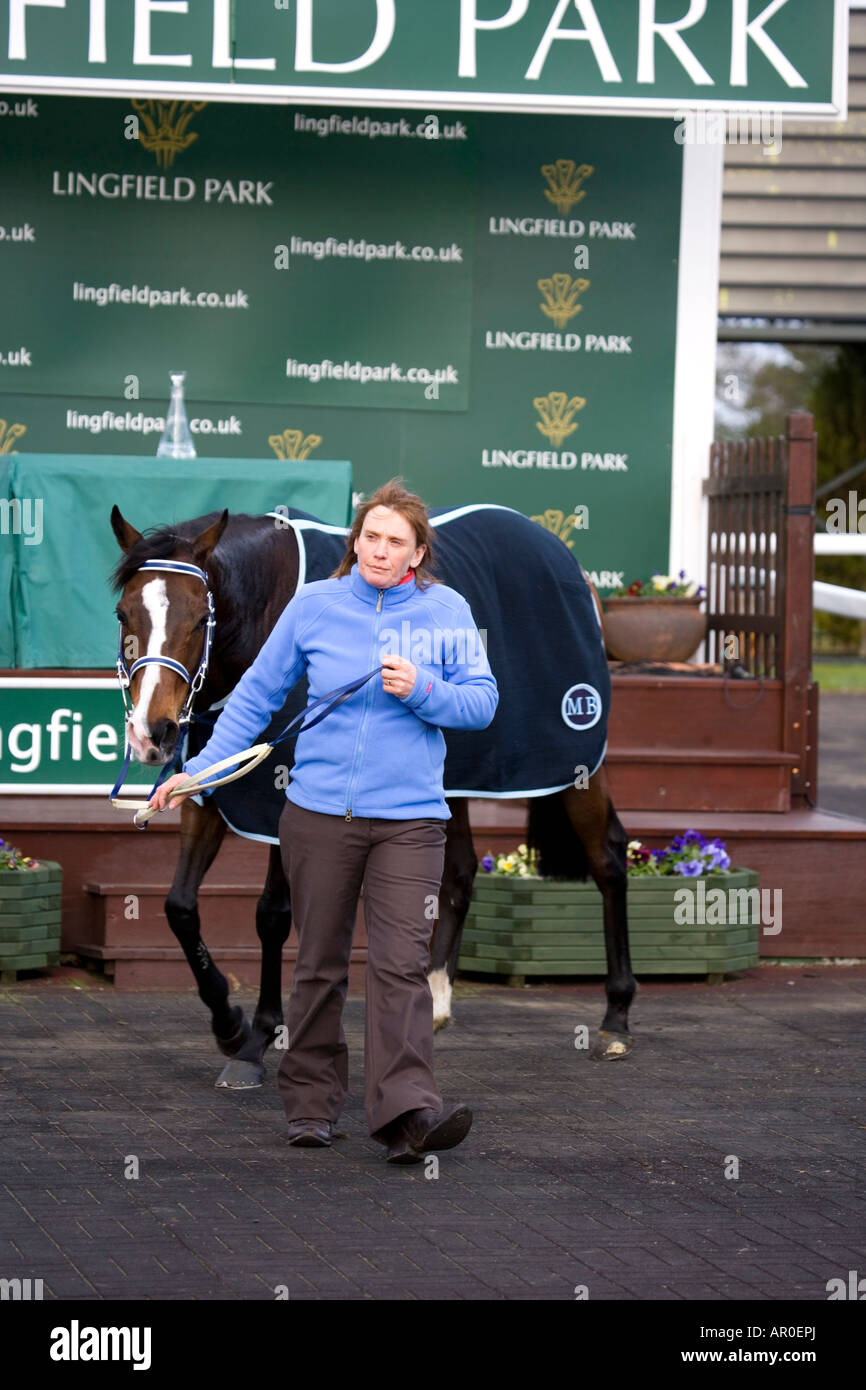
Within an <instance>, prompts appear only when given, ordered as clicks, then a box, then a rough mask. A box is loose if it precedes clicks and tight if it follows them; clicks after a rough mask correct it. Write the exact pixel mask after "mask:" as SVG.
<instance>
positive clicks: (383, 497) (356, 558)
mask: <svg viewBox="0 0 866 1390" xmlns="http://www.w3.org/2000/svg"><path fill="white" fill-rule="evenodd" d="M373 507H389V510H392V512H399V513H400V516H402V517H405V518H406V521H409V524H410V527H411V530H413V531H414V534H416V546H418V545H424V546H427V549H425V550H424V555H423V556H421V560H420V563H418V566H417V567H416V570H414V577H416V584H417V585H418V588H420V589H425V588H427V587H428V585H430V584H441V580H436V577H435V575H434V573H432V567H434V553H432V527H431V524H430V521H428V518H427V507H425V506H424V503H423V502H421V498H418V496H417V495H416V493H414V492H407V491H406V488H405V486H403V480H402V478H389V481H388V482H384V484H382V486H381V488H377V491H375V492H374V493H373V496H371V498H367V500H366V502H363V503H361V505H360V507H359V509H357V512H356V514H354V520H353V523H352V530H350V531H349V535H348V537H346V553H345V555H343V557H342V560H341V562H339V566H338V569H336V570H335V571H334V574H332V575H331V578H332V580H339V578H342V577H343V575H345V574H350V573H352V567H353V566H354V564H356V563H357V556H356V553H354V542H356V541H357V538H359V537H360V534H361V531H363V528H364V521H366V520H367V513H368V512H371V510H373Z"/></svg>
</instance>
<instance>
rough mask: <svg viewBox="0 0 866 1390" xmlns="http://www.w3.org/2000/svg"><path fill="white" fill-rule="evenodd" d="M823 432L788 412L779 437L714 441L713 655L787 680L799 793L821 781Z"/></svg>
mask: <svg viewBox="0 0 866 1390" xmlns="http://www.w3.org/2000/svg"><path fill="white" fill-rule="evenodd" d="M816 443H817V441H816V434H815V427H813V418H812V416H810V414H806V413H801V411H798V413H795V414H790V416H788V420H787V431H785V434H784V435H780V436H777V438H765V439H746V441H737V442H735V443H730V442H726V443H719V442H716V443H713V445H712V448H710V473H709V478H708V480H706V481H705V484H703V492H705V495H706V498H708V500H709V534H708V564H706V574H708V581H706V588H708V660H710V662H716V663H719V664H720V666H723V667H724V669H726V670H731V669H733V667H734V666H737V664H740V666H742V667H745V670H746V671H748V673H749V674H751V676H752V677H759V678H762V680H774V681H781V682H783V726H784V727H783V746H784V749H785V751H788V752H792V753H796V758H798V765H796V767H794V769H792V783H791V795H792V799H794V801H799V799H803V801H808V799H810V798H809V792H810V790H812V788H815V785H816V776H815V770H816V765H817V691H816V689H815V687H812V684H810V681H812V674H810V673H812V585H813V580H815V539H813V538H815V485H816V461H817V449H816Z"/></svg>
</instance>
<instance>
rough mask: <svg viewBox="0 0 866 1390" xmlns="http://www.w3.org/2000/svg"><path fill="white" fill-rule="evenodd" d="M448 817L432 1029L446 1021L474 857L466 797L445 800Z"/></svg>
mask: <svg viewBox="0 0 866 1390" xmlns="http://www.w3.org/2000/svg"><path fill="white" fill-rule="evenodd" d="M448 805H449V809H450V812H452V819H450V820H449V821H448V824H446V841H445V867H443V870H442V887H441V890H439V920H438V922H436V930H435V935H434V940H432V948H431V955H430V974H428V980H430V988H431V992H432V997H434V1029H436V1030H438V1029H443V1027H445V1026H446V1024H448V1023H449V1022H450V1016H452V1015H450V991H452V984H453V983H455V974H456V973H457V956H459V955H460V940H461V937H463V923H464V922H466V913H467V909H468V903H470V898H471V895H473V881H474V878H475V869H477V867H478V859H477V856H475V851H474V847H473V833H471V830H470V823H468V801H467V798H466V796H459V798H457V799H455V801H449V803H448Z"/></svg>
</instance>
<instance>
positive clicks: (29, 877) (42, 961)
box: [0, 859, 63, 983]
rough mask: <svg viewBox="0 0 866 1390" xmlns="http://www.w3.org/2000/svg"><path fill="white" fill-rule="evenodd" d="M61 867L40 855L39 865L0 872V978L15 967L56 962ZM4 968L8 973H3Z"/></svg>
mask: <svg viewBox="0 0 866 1390" xmlns="http://www.w3.org/2000/svg"><path fill="white" fill-rule="evenodd" d="M61 895H63V869H61V866H60V865H57V863H50V862H49V860H44V859H40V860H39V869H8V870H4V872H0V972H1V976H3V981H4V983H7V979H8V980H14V979H15V972H17V970H38V969H44V967H46V966H49V965H58V963H60V899H61ZM7 972H8V976H7Z"/></svg>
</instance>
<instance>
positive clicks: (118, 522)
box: [111, 506, 142, 550]
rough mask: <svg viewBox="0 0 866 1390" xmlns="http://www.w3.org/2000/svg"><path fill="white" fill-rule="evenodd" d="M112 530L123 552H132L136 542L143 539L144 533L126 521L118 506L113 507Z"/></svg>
mask: <svg viewBox="0 0 866 1390" xmlns="http://www.w3.org/2000/svg"><path fill="white" fill-rule="evenodd" d="M111 530H113V531H114V534H115V537H117V543H118V545H120V548H121V550H131V549H132V546H133V545H135V542H136V541H140V539H142V532H140V531H136V530H135V527H133V525H129V523H128V521H125V520H124V517H122V516H121V509H120V507H118V506H114V507H111Z"/></svg>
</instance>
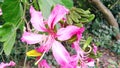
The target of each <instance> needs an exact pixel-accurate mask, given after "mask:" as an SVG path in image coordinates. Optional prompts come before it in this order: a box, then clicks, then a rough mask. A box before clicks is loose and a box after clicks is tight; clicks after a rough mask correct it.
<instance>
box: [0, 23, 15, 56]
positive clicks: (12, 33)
mask: <svg viewBox="0 0 120 68" xmlns="http://www.w3.org/2000/svg"><path fill="white" fill-rule="evenodd" d="M14 29H15V27H14V26H13V25H12V24H4V25H3V26H2V27H1V28H0V41H1V42H4V44H3V50H4V52H5V54H6V55H7V56H8V55H9V54H10V52H11V50H12V48H13V45H14V43H15V38H16V30H14Z"/></svg>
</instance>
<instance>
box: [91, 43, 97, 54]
mask: <svg viewBox="0 0 120 68" xmlns="http://www.w3.org/2000/svg"><path fill="white" fill-rule="evenodd" d="M92 46H93V52H94V54H95V55H97V50H98V48H97V46H96V45H95V44H94V43H93V44H92Z"/></svg>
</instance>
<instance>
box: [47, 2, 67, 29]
mask: <svg viewBox="0 0 120 68" xmlns="http://www.w3.org/2000/svg"><path fill="white" fill-rule="evenodd" d="M68 12H69V10H68V9H67V8H65V7H64V6H62V5H59V4H57V5H56V6H55V7H54V9H53V10H52V12H51V14H50V16H49V19H48V26H49V28H51V29H53V28H54V25H55V24H56V23H57V22H58V21H60V20H61V19H62V18H63V17H64V16H65V15H66V14H67V13H68Z"/></svg>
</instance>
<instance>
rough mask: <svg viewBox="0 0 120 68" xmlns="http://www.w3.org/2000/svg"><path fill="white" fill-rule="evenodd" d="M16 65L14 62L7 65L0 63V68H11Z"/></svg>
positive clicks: (9, 62) (2, 63)
mask: <svg viewBox="0 0 120 68" xmlns="http://www.w3.org/2000/svg"><path fill="white" fill-rule="evenodd" d="M15 65H16V64H15V62H13V61H10V62H9V63H3V62H2V63H1V64H0V68H6V67H8V66H11V67H13V66H15Z"/></svg>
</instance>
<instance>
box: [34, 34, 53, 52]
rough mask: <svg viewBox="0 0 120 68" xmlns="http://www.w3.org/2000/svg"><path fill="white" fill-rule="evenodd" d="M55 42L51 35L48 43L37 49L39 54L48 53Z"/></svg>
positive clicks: (48, 39)
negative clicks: (42, 52)
mask: <svg viewBox="0 0 120 68" xmlns="http://www.w3.org/2000/svg"><path fill="white" fill-rule="evenodd" d="M53 42H54V38H52V37H51V36H50V35H49V36H48V38H47V41H46V42H45V43H44V44H42V45H41V46H40V47H39V48H36V50H37V51H38V52H44V51H45V52H48V51H49V49H50V48H51V46H52V44H53Z"/></svg>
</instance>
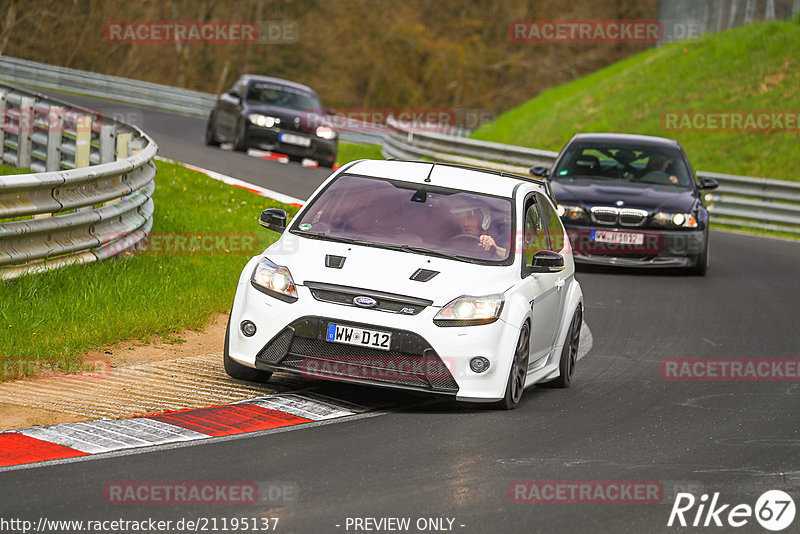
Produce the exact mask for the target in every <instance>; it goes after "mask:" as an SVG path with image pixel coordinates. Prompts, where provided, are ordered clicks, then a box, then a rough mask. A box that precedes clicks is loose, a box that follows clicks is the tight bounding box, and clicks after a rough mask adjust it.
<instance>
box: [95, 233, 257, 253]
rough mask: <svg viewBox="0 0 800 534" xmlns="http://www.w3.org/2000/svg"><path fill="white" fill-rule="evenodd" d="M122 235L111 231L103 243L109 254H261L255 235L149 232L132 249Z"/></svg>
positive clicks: (121, 233) (251, 234)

- - -

> **WORK TO COMPLETE**
Restate word for word the lines above, beginning with the one that contains "235L111 231L103 243L109" and ending with the last line.

> **RESPONSE TO THIS TASK**
rough mask: <svg viewBox="0 0 800 534" xmlns="http://www.w3.org/2000/svg"><path fill="white" fill-rule="evenodd" d="M122 235L111 231L103 243L109 254H261L255 235L149 232L132 249Z"/></svg>
positive clicks: (121, 233) (251, 234)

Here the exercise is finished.